» **CONSIGNE ÉCRITE**: Quelles lignes des entrées ci-dessous contiennent le mot « Query » ? Sélectionnez-les et recopiez-les toutes.

» **ENTRÉES BRUTES**:
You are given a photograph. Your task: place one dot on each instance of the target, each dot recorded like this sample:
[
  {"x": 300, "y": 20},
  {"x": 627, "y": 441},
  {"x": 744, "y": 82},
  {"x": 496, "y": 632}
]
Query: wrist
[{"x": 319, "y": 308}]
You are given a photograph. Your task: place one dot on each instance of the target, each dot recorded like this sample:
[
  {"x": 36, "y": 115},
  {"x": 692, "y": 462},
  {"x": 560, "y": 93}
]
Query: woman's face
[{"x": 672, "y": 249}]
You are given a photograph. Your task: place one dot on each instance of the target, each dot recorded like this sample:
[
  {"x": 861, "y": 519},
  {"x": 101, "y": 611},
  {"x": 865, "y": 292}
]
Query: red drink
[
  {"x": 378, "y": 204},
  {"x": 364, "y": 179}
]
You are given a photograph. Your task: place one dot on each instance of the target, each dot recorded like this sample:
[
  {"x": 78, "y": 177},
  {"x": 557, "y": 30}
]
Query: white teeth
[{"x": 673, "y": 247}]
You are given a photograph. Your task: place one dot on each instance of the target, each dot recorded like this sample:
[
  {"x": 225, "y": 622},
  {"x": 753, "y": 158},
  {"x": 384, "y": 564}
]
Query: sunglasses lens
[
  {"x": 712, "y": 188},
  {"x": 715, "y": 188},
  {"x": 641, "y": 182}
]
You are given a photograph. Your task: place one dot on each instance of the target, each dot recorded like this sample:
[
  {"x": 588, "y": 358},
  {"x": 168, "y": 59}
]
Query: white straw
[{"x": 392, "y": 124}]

» **RÉPONSE ATTENDUE**:
Query: wrist
Query: woman's face
Query: red drink
Query: white teeth
Query: sunglasses lens
Query: white straw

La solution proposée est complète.